* WHAT YOU ARE ASKED TO DO *
All records given below must be printed word for word.

-*-

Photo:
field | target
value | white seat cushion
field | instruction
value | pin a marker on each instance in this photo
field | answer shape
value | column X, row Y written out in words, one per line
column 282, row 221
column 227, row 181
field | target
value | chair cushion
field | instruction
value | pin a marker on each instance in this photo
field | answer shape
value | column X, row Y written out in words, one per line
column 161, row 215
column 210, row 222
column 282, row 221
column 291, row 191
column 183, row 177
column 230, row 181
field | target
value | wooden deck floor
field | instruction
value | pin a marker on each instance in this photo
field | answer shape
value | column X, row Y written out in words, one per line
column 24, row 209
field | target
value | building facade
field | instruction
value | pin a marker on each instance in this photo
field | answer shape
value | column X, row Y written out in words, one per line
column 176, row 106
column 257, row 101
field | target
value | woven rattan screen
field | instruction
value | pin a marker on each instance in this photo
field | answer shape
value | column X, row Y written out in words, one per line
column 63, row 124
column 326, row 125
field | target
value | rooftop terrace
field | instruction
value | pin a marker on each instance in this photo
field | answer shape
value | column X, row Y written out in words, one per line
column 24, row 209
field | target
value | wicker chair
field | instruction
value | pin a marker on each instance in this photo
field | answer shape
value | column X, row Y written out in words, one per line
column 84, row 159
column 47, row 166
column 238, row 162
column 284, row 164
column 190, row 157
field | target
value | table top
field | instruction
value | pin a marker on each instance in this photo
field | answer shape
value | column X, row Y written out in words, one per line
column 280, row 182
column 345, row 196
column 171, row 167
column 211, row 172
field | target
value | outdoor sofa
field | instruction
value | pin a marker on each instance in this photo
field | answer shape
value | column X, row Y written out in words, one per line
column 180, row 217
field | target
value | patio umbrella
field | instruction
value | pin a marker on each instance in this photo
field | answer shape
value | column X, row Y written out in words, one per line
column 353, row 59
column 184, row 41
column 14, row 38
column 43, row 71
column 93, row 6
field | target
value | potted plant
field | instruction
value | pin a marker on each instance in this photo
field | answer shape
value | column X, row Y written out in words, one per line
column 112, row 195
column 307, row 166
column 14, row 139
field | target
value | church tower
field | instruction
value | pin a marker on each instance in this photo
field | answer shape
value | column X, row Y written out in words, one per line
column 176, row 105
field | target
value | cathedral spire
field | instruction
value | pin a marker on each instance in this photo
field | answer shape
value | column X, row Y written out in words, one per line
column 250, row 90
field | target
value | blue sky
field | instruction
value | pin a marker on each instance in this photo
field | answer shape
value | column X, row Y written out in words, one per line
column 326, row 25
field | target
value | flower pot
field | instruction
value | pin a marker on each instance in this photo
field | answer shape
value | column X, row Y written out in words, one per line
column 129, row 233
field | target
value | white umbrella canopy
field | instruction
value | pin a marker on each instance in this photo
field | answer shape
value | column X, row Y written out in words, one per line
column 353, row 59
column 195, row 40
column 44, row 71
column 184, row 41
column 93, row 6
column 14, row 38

-*-

* OUTPUT OF THE EXERCISE *
Photo:
field | target
value | white seat cushion
field | instruction
value | pin a marker on each instance in this photo
field | answer shape
value | column X, row Y written out in words, one per line
column 282, row 221
column 227, row 181
field | target
value | chair cushion
field | instruction
value | pin a marker on each instance in this photo
field | answer shape
value | column X, row Y written out in words, one per line
column 161, row 215
column 210, row 222
column 282, row 221
column 291, row 191
column 183, row 177
column 230, row 181
field | target
value | wooden deck floor
field | instruction
value | pin a marker on each instance in this photo
field | answer shape
value | column X, row Y written out in words, one per line
column 24, row 209
field | target
value | building facade
field | instruction
value | pin a marker on each instance in this photo
field | answer shape
value | column X, row Y written out in words, one per line
column 176, row 106
column 257, row 101
field | target
value | woven rattan screen
field | instruction
value | pin a marker on each instance in this photo
field | answer shape
value | column X, row Y written out in words, one per line
column 63, row 124
column 326, row 125
field | target
value | rooftop terrace
field | instruction
value | pin a marker on each instance in this photo
field | answer shape
value | column X, row Y written out in words, one per line
column 24, row 209
field | target
value | wicker chair
field | instruction
value | pin a marker on each instance in this photo
field | answer shape
value | column X, row Y written out in words, one per line
column 84, row 159
column 47, row 166
column 238, row 162
column 284, row 164
column 190, row 157
field | target
value | table top
field | instruction
value | pin a marker on each instance in this photo
field | answer shape
value | column X, row Y written out in words, one per line
column 280, row 182
column 345, row 196
column 171, row 167
column 211, row 172
field | target
value | outdoor sofa
field | instruction
value | pin a marker on each instance in this photo
field | answer shape
value | column X, row Y written out in words, one per line
column 180, row 217
field | target
value | patio umbrella
field | instruction
value | pin a marker on each instance in this photo
field | answer shape
value | column X, row Y written out in words, one per line
column 353, row 59
column 184, row 41
column 14, row 38
column 43, row 71
column 93, row 6
field | target
value | potted plant
field | instruction
value | pin a marker on each instance in this photo
field | answer shape
value | column X, row Y written out in words, one per line
column 112, row 195
column 307, row 166
column 14, row 139
field | target
value | church tower
field | instruction
value | pin a marker on each instance in this photo
field | answer shape
value | column X, row Y written out in words, one per line
column 176, row 105
field | target
value | cathedral spire
field | instruction
value | pin a marker on each instance in this photo
field | answer shape
value | column X, row Y written out in words, one per line
column 250, row 90
field | target
value | blue sky
field | instruction
value | pin a marker on each instance in this photo
field | answer shape
value | column X, row Y written out in words, one per line
column 326, row 25
field | target
value | flower pot
field | instruction
value | pin a marker on each instance in this photo
field | answer shape
value | column X, row Y written out in words, one per line
column 129, row 233
field | target
value | white umbrella canopy
field | instruction
value | pin a marker on each instance in this photo
field | answer shape
value | column X, row Y written out in words, one per line
column 353, row 59
column 195, row 40
column 44, row 71
column 184, row 41
column 93, row 6
column 14, row 38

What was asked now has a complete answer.